→ Task statement
Copy every line of the data from the line containing "the door window" through the final line, inclusive, and shift each coordinate in the answers up by 139.
--- Exercise material ---
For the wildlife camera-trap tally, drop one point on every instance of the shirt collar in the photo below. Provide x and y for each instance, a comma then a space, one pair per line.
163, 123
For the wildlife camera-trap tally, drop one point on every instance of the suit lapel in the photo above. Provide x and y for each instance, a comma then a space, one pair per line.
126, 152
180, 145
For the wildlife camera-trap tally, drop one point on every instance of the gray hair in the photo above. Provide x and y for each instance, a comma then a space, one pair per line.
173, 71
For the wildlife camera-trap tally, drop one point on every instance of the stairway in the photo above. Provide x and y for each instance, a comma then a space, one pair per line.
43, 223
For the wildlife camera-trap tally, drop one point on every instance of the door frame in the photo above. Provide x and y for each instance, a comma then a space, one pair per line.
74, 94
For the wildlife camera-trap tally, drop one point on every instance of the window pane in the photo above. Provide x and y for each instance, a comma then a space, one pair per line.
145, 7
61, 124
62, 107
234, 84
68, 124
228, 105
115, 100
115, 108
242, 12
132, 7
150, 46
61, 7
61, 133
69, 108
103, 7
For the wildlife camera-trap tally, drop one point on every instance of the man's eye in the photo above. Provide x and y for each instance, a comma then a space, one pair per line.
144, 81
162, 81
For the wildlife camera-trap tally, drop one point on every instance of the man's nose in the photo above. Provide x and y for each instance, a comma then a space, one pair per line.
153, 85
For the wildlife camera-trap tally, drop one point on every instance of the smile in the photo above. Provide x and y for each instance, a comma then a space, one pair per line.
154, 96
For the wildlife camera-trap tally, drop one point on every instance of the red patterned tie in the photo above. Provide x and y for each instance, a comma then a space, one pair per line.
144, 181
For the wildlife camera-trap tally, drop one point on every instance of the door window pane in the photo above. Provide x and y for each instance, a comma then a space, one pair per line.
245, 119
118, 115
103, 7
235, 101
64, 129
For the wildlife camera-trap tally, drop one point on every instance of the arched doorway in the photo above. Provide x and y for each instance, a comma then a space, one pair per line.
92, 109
---
→ Response
For the wildlife camera-trap tally, drop one point on every instance of the door window pane in the photo above. Provide x and y for each instance, a comma then a space, one pair per line.
384, 258
257, 254
242, 146
374, 240
203, 268
For the wildlife camera-trap tally, drop one point on every instance of the arched doorway in the photo above. Provide x and y for each instance, a comma then a space, one pair per line.
231, 248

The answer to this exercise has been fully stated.